Text segment:

§ §

The documentation is here:
https://code.google.com/p/libfixmath/wiki/FunctionReference

There's more:
https://github.com/BurntBrunch/rockbox-fft/blob/master/apps/fixedpoint.c#L239

My knowledge is somewhat limited since last time I did this was years
ago, best to ask somebody with a EE degree who does DSP applications.


>
> sage
>
> --
> To unsubscribe from this list: send the line "unsubscribe ceph-devel" in
> the body of a message to majordomo@vger.kernel.org
> More majordomo info at  http://vger.kernel.org/majordomo-info.html



-- 
Milosz Tanski
CTO
16 East 34th Street, 15th floor
New York, NY 10016

p: 646-253-9055
e: milosz@adfin.com

Re: crush: straw is dead, long live straw2

[Sage Weil]

On Fri, 12 Dec 2014, Joe Landman wrote:
> On 12/12/2014 09:46 AM, Sage Weil wrote:
> > On Fri, 12 Dec 2014, Thorsten Behrens wrote:
> > > Sage Weil wrote:
> > > > Calculating the ln() function is a bit annoying because it is a floating
> > > > point function and CRUSH is all fixed-point arithmetic (integer-based).
> > > > The current draft implementation uses a 128 KB lookup table (2 bytes per
> > > > entry for 16 bits of input precision).  It seems to be about 25% slower
> > > > than the original straw code in my simple microbenchmark, but I'm not
> > > > sure
> > > > that's a number we should trust since it loops through a zillion inputs
> > > > and will pull most of the lookup table into the processor caches.
> > > > 
> > > > We could probably try a few others things:
> > > > 
> > > [snip]
> > > 
> > > My Hacker's Delight copy has a number of further variants (on
> > > pp. 215), unfortunately only covering log_2 (which is trivially the
> > > number of leading zeros in the binary representation) and log_10. But
> > > since the logarithms are simply related by a multiplicative constant,
> > > something clever might be doable here with a bit of thinking.

§ §

Requests:
**A.** Retype the passage of the mailing-list thread on fixed-point logarithms, starting at "Re: crush: straw" and ending at "fixed-point arithmetic (integer-based).".
**B.** Continue the mailing-list thread about computing logarithms for CRUSH, picking up after its last sentence.

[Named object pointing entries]
§ §

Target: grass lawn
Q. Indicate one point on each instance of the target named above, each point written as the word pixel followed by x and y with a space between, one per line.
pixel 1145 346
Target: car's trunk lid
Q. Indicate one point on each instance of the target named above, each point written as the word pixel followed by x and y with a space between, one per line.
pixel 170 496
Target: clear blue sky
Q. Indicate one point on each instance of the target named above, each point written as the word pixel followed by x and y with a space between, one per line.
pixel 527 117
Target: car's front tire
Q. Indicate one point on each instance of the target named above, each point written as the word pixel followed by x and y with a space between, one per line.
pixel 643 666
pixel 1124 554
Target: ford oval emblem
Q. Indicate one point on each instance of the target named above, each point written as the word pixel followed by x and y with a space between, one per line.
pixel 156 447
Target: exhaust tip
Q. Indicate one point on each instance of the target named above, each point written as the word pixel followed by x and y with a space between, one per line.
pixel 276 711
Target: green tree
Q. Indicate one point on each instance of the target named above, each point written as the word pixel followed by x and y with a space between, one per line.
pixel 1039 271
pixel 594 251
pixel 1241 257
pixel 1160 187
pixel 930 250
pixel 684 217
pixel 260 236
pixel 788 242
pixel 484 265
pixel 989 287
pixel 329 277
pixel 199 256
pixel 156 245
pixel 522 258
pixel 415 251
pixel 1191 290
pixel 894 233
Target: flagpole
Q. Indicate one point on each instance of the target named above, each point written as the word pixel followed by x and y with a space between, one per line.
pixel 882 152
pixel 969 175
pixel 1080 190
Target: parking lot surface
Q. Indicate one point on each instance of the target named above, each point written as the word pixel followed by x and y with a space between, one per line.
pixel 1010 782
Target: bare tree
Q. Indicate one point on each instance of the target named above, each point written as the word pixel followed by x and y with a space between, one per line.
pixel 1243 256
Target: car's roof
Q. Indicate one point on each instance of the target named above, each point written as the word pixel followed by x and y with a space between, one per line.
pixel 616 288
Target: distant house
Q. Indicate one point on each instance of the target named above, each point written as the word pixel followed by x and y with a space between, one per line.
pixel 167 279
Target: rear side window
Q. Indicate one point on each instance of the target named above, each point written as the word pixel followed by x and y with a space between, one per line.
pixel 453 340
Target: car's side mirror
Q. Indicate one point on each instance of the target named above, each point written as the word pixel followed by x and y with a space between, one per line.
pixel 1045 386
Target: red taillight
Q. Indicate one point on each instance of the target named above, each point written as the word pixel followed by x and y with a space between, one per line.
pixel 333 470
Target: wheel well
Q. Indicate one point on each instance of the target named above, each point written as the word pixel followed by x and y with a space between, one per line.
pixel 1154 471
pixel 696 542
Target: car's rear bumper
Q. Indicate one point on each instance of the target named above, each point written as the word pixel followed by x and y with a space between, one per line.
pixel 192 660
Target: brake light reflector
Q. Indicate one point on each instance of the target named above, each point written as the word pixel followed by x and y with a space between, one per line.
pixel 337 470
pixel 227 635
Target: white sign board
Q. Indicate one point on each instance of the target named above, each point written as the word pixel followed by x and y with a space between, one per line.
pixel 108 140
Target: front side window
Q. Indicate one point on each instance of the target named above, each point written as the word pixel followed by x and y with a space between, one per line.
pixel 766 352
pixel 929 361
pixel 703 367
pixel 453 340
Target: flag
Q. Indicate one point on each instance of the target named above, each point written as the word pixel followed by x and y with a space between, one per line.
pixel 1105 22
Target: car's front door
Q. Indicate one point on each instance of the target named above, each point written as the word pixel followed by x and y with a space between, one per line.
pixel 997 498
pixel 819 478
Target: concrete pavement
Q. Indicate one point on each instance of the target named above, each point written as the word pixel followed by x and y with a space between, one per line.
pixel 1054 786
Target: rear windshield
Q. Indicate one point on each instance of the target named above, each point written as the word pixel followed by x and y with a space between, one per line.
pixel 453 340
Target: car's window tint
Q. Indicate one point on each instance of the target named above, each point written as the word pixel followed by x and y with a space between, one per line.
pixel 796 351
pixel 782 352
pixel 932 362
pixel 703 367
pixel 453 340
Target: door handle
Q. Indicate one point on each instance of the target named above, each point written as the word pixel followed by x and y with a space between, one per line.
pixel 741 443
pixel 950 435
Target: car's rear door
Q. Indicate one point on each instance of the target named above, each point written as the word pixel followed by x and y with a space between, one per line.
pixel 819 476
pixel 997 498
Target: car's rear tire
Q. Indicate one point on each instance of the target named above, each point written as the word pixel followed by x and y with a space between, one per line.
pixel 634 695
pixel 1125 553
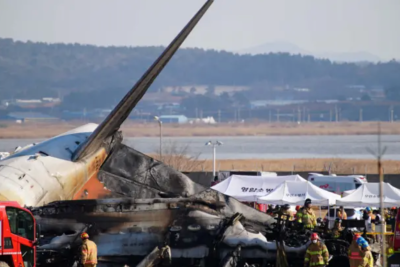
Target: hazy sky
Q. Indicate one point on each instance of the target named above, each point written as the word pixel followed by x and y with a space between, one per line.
pixel 314 25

§ §

Answers to each task:
**A.**
Re: crush: straw is dead, long live straw2

[Sage Weil]

On Fri, 12 Dec 2014, Joe Landman wrote:
> On 12/12/2014 09:46 AM, Sage Weil wrote:
> > On Fri, 12 Dec 2014, Thorsten Behrens wrote:
> > > Sage Weil wrote:
> > > > Calculating the ln() function is a bit annoying because it is a floating
> > > > point function and CRUSH is all fixed-point arithmetic (integer-based).

**B.**
> > Any log will definitely do; the next steps are to do a division and then
> > take the max.  Simply counting 0's isn't precise enough, though.. we need
> > a lot more precision than that.
> 
> You want integer log?  Looks like ln(x * 2^-16) from your original
> description., with x = ( 0 .. 2^16 )
> So your log is going from undefined to 0 (ln 0 is not defined). Fire up
> gnuplot and do a quick "plot [0:1] (log(x)) " to see the shape of the
> function.
> 
> It can be a real valued function scaled in a particular way, then we can use a
> nice set of series to calculate it in FP (single precision if you like).
> Conversion to int should be fast, and we could do this in SSE2/AVX to do
> multiple calcs at the same time.

We can't use floating point. The code needs to run in the kernel.  We also 
need the rseults to be perfectly deterministic and consistent across all 
architectures; I'm not sure if all floating point implementations (and log 
implementations) will do that?

> I would think the random value portion of
> the code would be the slow part. Where are you getting your random source?
> Could you not start that out with an exponential distribution rather than
> generate your own?

That would simplify things, but I'm not sure how practical it is.  In 
reality, the "random" value is pseudorandom, and looks like this:

 rjhash(crush_input_x, bucket_id, item_id, attempt)

The input 'x' is basically the PG id.  Attempt is incremented as CRUSH 
makes multiple samples to find a mapping that is suitable. Note that the 
position of item in the bucket is not an input, so this result is stable 
when other bucket members change.  The current hash function we're using 
is based on Richard Jenkin's 32-bit mix function.  Here:

	https://github.com/ceph/ceph/blob/master/src/crush/hash.c

> Aside from that, I'd suggest doing something like this (as you don't really
> need the ln(x/65536)/weight term, just the ln(x) term ... as you are
> effectively throwing away the value and just using side effects

The weight is actually item_weight and is the key to getting more mappings 
on more heavily weighted items.  But it's a simple integer divide, so 
cheap.

If SSEx/AVX could be leveraged that'd be great, but I think it needs to be 
fixed-point arithmetic...

Thanks!
sage


>  max_x = -1
>  max_item = -1
>  mult_const = ln(1/65536)/weight
>  for each item:
>     x = random value from 0..65535
>     x = ln(x)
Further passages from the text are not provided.